--- Start of Record set ---

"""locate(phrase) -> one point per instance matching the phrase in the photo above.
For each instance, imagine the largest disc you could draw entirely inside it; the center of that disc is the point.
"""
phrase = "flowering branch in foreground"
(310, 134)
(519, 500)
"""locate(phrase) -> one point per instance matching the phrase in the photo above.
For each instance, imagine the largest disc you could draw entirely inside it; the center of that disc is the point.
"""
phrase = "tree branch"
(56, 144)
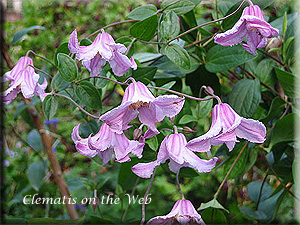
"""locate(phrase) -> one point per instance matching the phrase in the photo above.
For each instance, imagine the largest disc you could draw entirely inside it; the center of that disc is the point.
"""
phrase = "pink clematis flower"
(101, 50)
(226, 126)
(105, 143)
(23, 79)
(251, 24)
(138, 99)
(173, 148)
(183, 212)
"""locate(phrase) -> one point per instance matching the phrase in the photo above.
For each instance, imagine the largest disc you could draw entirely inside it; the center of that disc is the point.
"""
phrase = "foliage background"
(24, 149)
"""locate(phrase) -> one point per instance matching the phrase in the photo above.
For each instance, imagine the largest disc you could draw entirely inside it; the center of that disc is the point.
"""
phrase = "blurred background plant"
(26, 166)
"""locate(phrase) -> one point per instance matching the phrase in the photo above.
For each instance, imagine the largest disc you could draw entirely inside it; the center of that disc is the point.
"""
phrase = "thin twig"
(111, 25)
(210, 22)
(145, 196)
(230, 169)
(132, 193)
(75, 103)
(42, 57)
(130, 45)
(41, 71)
(178, 184)
(260, 191)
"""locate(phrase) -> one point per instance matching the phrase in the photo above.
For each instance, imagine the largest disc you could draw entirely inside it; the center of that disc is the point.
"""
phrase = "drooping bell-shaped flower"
(226, 126)
(138, 99)
(101, 50)
(173, 148)
(251, 24)
(106, 143)
(23, 79)
(183, 212)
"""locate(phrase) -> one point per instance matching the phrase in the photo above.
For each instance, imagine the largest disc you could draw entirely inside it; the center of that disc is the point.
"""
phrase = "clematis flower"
(173, 148)
(226, 126)
(183, 212)
(101, 50)
(23, 79)
(138, 99)
(105, 143)
(251, 24)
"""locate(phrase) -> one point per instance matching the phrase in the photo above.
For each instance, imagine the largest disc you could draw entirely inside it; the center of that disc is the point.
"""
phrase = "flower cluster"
(23, 79)
(251, 24)
(102, 50)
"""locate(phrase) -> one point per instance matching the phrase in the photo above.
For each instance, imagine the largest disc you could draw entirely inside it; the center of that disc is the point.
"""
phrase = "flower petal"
(167, 105)
(252, 130)
(175, 145)
(202, 166)
(73, 42)
(233, 36)
(147, 116)
(137, 91)
(118, 118)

--- End of Record set ---

### Your instructions
Copy the material above in full and exactly, skipping pictures.

### Worked solution
"""locate(phrase) -> one point per instance matching the phrase in the photo above.
For each instance, imagine the largest disc you could draw entirely inside it; the center of that disc is the point.
"""
phrase = "flowering branch in foreground"
(310, 134)
(519, 500)
"""locate(phrase) -> one point per instance matching the phrase in the photo above.
For each instance, imagine the largest disc you could draw entirely inside it; the center of that disc is the point.
"""
phrase = "tree branch"
(56, 144)
"""locate(phrase) -> one point per instance matching the phrase in the photo above.
For each instance, imagine the largest disc you could draw entirely inside it; the center of that disc is the point.
"""
phrase = "pink clematis flower"
(101, 50)
(226, 126)
(105, 143)
(23, 79)
(251, 24)
(138, 99)
(173, 148)
(183, 212)
"""locate(phrase) -> one point per instance matching the phrase in the photo above.
For each instance, imagine the largest disc you could draw entirely inside it; the center of that disc is the point.
"""
phrase = "foliage background"
(24, 149)
"""locate(phrase) -> one point per instance matching the phrase in the photo above.
For each instance, imagine the largest disc you could draw entirely inside it; the center of that disc is the point.
"""
phrase = "blurred background plant"
(26, 166)
"""locate(phrase) -> one point per instance matching the phrase in the photo above.
For each instance, imagine the largest disc you could draw entirely inside it; the center of that disc is the point.
"""
phrase = "thin twig"
(111, 25)
(210, 22)
(145, 196)
(230, 169)
(132, 193)
(75, 103)
(42, 57)
(130, 45)
(41, 71)
(178, 184)
(260, 191)
"""locate(phrase) -> one point per instance matching the phrase in the photo above.
For each instance, imagine the largest disc you could draw entirely inside it; the center of that disc is the point.
"""
phrase = "drooping bell-shaped flower"
(226, 126)
(138, 99)
(101, 50)
(173, 148)
(251, 24)
(106, 143)
(23, 79)
(183, 212)
"""locate(phrase) -> one point per instance matching the phrase in the photo above.
For each instance, imagine the largest disc you could draw entirely inside it; the center of that disc is the point.
"""
phrase = "clematis flower"
(173, 148)
(226, 126)
(183, 212)
(101, 50)
(23, 79)
(138, 99)
(105, 143)
(251, 24)
"""locate(phrase) -> one point per instance matching the phrase in the photo above.
For each instance, imagine the largest disc you could draw entirely inside it; the center of that disc is the point.
"""
phrase = "flower cluster"
(23, 79)
(251, 24)
(102, 50)
"""locate(phrase) -> one point per instance matching the phrase in the photo above.
For each instance, imagine the largest disc you could draw entirely inside it; the center of that disc is the point.
"""
phrase = "flower petal"
(167, 105)
(252, 130)
(175, 145)
(202, 166)
(73, 42)
(233, 36)
(147, 116)
(137, 91)
(118, 118)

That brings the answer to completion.